There was then no Canadian Jewish Congress or Hebrew Immigrant Aid
Society. These and similar organisations did not arise until much
later. At that time the small Jewish community in Toronto had no
organisations to look after the needs of the immigrant. There were
no experienced social workers to meet the immigrant as he came off
the boat, to provide him with lodgings, however temporary, and to
advise him as to choice of occupation. The immigrant then had to
rely on his own resources, on his own initiative and
enterprise.
The first two sick benefit societies in Toronto were founded by
Polish and Russian immigrants in 1904. These were the Mozirer Sick
Benefit Society, which was organised in the home of a Mozirer
landsman, Mr. Bregman, and the Pride of Israel Sick Benefit
Society, today the largest organisation of its kind in Toronto.
The years between 1905-14, when the First World War broke out,
were a period of phenomenal growth for the Jewish community of
Toronto. The older Jewish residential quarter, becoming more and
more congested, gradually began spilling over into neighbouring
gentile districts. Slowly Jews began moving away from Elizabeth,
Edward, Chestnut, Elm and Simcoe Streets, and Centre Avenue,
making their way as far west as Spadina Avenue and as far north as
Bloor Street.
• • • • •
» The tasks
A: Return the passage on Toronto's early Jewish community word for word, starting at "The first two" and ending at "kind in Toronto.".
B: According to the passage on Toronto's early Jewish community, in whose home was the Mozirer Sick Benefit Society organized?
The lines after this point are separate material with no connection to the passage.

» Dataset excerpt
• • • • •
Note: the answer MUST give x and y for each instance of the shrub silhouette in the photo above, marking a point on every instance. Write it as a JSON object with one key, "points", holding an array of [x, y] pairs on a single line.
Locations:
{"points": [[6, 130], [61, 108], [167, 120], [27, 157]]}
• • • • •
» Task results
A:
The first two sick benefit societies in Toronto were founded by
Polish and Russian immigrants in 1904. These were the Mozirer Sick
Benefit Society, which was organised in the home of a Mozirer
landsman, Mr. Bregman, and the Pride of Israel Sick Benefit
Society, today the largest organisation of its kind in Toronto.

B: It was organized in the home of Mr. Bregman, a Mozirer landsman.